------ Textblock

15. Februar 2019

Abgasskandal: Warum so viele Verfahren gegen VW vorzeitig enden

Ein Großteil der Verbraucherklagen gegen VW im Rahmen des Abgasskandals endet vorzeitig. Dabei drängt sich der Eindruck auf, dass VW versucht, durch Vergleiche um jeden Preis ein Urteil durch ein OLG oder gar den BGH zu vermeiden. Warum landen nicht mehr Berufungs- oder Revisionsverfahren vor den Oberlandesgerichten bzw. dem Bundesgerichtshof?

Ende 2018 über 40.000 Klagen gegen VW anhängig

Volkswagen selbst gab an, dass in Deutschland Ende 2018 40.300 Einzelklagen gegen den Konzern anhängig waren. Im dritten Quartal 2018 waren es noch 25.500. Darunter auch Musterfeststellungsklagen des Verbraucherzentralen Bundesverbands, denen sich derzeit 401.000 Kunden angeschlossen haben.

Laut Medienberichten sind mehr als 4800 Verfahren mit VW-Beteiligung an den deutschen Oberlandesgerichten anhängig. Zwar lässt sich nicht mit Sicherheit nachvollziehen, ob all diese Verfahren in direktem Bezug zum Abgasskandal stehen, doch lag bei den Gerichten vor 2015 kein einziges Verfahren mit Beteiligung von Volkswagen vor, sodass ein Bezug zum Abgasskandal plausibel scheint.

------------
------ Bereitgestellte Datensätze

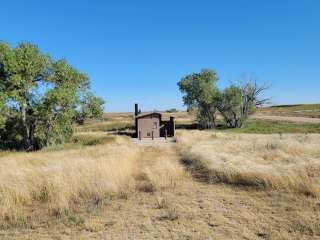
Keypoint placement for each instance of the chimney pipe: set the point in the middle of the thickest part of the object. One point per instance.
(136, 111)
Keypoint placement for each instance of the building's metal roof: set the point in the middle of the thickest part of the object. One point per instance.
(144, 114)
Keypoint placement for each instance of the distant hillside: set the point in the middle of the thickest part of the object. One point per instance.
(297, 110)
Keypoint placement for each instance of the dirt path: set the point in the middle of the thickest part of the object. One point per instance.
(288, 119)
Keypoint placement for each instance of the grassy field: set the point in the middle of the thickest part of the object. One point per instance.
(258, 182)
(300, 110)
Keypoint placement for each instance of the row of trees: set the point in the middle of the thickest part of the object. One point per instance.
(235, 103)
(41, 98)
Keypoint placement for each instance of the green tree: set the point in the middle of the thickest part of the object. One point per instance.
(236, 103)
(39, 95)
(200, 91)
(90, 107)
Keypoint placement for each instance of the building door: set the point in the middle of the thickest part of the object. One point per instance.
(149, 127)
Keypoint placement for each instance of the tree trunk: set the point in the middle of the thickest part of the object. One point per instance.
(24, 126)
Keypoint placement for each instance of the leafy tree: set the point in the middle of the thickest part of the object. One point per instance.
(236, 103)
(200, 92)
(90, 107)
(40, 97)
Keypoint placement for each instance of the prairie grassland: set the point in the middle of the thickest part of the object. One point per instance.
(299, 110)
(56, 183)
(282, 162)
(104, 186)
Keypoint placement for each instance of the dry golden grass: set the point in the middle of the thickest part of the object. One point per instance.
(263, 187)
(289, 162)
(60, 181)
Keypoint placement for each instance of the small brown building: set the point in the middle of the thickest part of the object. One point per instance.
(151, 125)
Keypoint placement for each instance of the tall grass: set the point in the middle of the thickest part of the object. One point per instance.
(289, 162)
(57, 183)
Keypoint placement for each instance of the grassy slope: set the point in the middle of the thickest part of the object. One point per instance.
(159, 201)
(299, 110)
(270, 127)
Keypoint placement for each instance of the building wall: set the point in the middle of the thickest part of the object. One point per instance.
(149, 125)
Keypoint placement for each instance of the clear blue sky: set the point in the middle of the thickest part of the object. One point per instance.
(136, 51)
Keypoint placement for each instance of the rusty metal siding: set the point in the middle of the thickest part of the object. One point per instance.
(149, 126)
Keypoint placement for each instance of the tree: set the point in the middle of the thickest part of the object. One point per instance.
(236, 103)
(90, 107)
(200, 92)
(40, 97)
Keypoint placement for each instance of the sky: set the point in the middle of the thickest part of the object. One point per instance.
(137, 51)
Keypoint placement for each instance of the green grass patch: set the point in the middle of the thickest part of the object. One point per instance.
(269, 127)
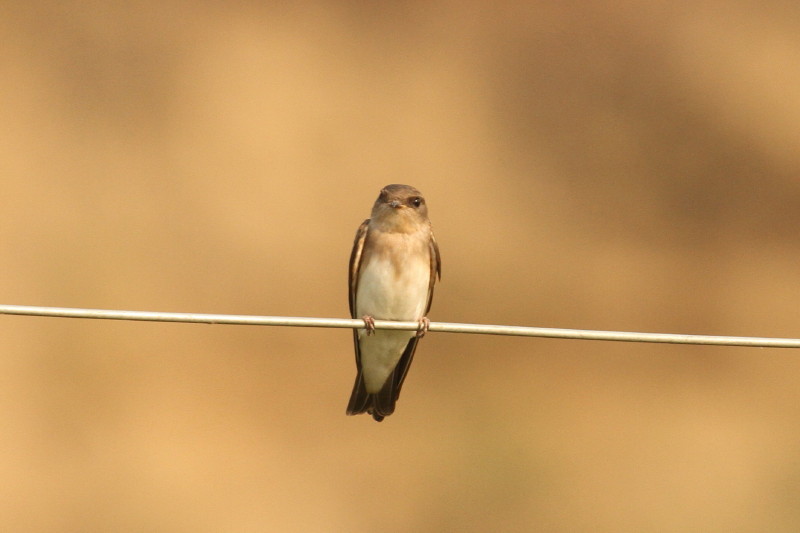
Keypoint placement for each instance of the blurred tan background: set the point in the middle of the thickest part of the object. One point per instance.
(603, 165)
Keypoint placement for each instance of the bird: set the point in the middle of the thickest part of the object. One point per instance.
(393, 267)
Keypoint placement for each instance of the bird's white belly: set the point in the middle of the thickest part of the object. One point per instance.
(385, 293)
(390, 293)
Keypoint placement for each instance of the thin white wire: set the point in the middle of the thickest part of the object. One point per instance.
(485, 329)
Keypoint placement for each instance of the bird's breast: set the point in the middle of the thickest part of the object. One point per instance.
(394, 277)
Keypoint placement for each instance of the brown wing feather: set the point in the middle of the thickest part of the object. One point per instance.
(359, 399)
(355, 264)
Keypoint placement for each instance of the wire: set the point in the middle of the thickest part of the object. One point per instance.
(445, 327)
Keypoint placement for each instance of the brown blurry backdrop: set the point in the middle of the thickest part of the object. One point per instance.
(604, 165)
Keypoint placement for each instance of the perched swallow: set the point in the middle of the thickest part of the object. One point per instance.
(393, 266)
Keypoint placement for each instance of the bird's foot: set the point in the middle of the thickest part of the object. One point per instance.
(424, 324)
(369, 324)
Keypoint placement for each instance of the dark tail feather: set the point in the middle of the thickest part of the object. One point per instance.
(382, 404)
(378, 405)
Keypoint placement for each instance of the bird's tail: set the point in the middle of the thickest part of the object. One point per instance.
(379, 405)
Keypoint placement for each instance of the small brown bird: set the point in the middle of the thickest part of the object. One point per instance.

------------

> [Aufgabenstellung]
1/ Fasse den Textblock zum Abgasskandal in zwei Sätzen zusammen.
2/ Wie viele Kunden haben sich laut dem Textblock zum Abgasskandal den Musterfeststellungsklagen des Verbraucherzentralen Bundesverbands angeschlossen?
3/ Führe den Textblock zum Abgasskandal im Anschluss an seinen letzten Satz fort.

> [Lösungen]
1/ Ein Großteil der Verbraucherklagen gegen VW im Abgasskandal endet vorzeitig, wobei der Eindruck entsteht, dass VW durch Vergleiche ein Urteil eines OLG oder des BGH vermeiden will. Laut VW waren Ende 2018 in Deutschland 40.300 Einzelklagen gegen den Konzern anhängig, und an den Oberlandesgerichten laufen Medienberichten zufolge mehr als 4800 Verfahren mit VW-Beteiligung.

2/ 401.000 Kunden

3/
Volkswagen selbst bestätigt die Zahl der Verfahren. Wie der Konzern mitteilte, seien 4678 Verfahren zum Abgasskandal an Oberlandesgerichten anhängig. Weiter gab das Unternehmen an, dass 21 OLG-Verfahren mit einem Urteil endeten – alle zugunsten von Volkswagen bzw. der Autohändler.

Berichte der Oberlandesgerichte bestätigen diese Aussage zwar, weisen aber darauf hin, dass es sich bei einem Großteil der Urteile um Sonderfälle handelt. So würden die Entscheidungen oft nicht beurteilen, ob ein Mangel vorgelegen habe bzw. welche Ansprüche den Käufern daraus entstehen würden. In manchen Fällen konnte zwar ein Mangel festgestellt, ein Rücktritt vom Kaufvertrag aber nicht durchgesetzt werden, da der Käufer zunächst eine Nachbesserung seines Wagens hätte fordern müssen.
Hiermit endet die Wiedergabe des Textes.